GOAL OF THE EXERCISE: Give the records again in full, exactly as they appear.
==== DATA
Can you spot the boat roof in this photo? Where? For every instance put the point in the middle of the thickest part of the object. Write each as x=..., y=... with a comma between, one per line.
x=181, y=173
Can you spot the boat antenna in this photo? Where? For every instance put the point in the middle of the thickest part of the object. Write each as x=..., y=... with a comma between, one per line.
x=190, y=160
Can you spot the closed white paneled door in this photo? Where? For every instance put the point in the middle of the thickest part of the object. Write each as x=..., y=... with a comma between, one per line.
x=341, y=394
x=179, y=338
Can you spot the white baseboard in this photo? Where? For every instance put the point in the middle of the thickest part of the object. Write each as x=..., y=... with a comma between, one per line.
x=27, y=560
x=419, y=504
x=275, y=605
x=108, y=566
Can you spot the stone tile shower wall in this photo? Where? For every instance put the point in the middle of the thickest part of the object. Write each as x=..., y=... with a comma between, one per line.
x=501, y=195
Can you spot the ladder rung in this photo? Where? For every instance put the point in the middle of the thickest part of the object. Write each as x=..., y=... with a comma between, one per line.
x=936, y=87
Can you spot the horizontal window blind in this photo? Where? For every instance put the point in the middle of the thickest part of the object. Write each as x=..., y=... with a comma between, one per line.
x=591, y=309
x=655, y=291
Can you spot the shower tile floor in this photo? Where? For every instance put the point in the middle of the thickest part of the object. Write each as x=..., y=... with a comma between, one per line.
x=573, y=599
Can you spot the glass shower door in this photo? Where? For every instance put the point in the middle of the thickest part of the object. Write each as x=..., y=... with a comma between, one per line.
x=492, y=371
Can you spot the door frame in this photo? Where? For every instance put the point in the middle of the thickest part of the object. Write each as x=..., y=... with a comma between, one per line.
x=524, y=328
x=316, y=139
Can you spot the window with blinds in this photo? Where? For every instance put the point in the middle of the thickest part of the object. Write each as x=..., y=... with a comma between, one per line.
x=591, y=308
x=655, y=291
========
ANSWER TO THIS TASK:
Can you spot the boat roof in this photo? Where? For every instance put the point in the middle of the thickest part of the object. Write each as x=..., y=... with a comma between, one per line.
x=181, y=173
Can you spot the boat antenna in this photo? Where? For every instance put the point in the middle of the thickest part of the object. Write each as x=..., y=... with a comma between, one per line.
x=190, y=160
Can you spot the closed white paneled door in this photo? Where? For every instance put the point in the middle of the thickest part of the object. Write each as x=..., y=... with a comma between, one per line.
x=341, y=394
x=179, y=338
Can you spot the white baseboard in this photo? Where? For every instance put the point in the middle of the thickest part of the object. Write each as x=..., y=... with a comma between, one per line.
x=27, y=560
x=419, y=504
x=275, y=605
x=108, y=566
Can you spot the stone tile shower wall in this photo? Where? For every instance put the point in the middle of the thickest part of the object. Write each as x=..., y=... with a comma between, one per line.
x=501, y=195
Can you spot the ladder rung in this photo? Where? For every instance put the point in the middle of the thickest part of the object. Write each as x=..., y=... with a comma between, one per line.
x=936, y=87
Can you spot the horizontal window blind in this photo? Where? For every instance put the point in the middle of the thickest part of the object. Write each as x=..., y=... with a comma between, one per line.
x=591, y=309
x=655, y=291
Can you spot the shower tile floor in this photo? Where? For every instance put the point in the middle of the thickest part of the object. Write each as x=..., y=... with a comma between, one per line.
x=573, y=599
Can you spot the glass shower door in this photo? Where? For every instance put the point in the middle of the thickest part of the object. Write each as x=..., y=... with a comma between, one per line.
x=492, y=371
Can you spot the door frame in this photo? Where? For every instance put the point in the middle of the thickest part of the object. Write each as x=..., y=... with a comma between, one per line.
x=524, y=328
x=316, y=139
Can you spot the window with blinds in this photo? Where? For every instance put the point in the middle of the thickest part of the object. Write each as x=..., y=... with a comma between, one per line.
x=591, y=308
x=655, y=291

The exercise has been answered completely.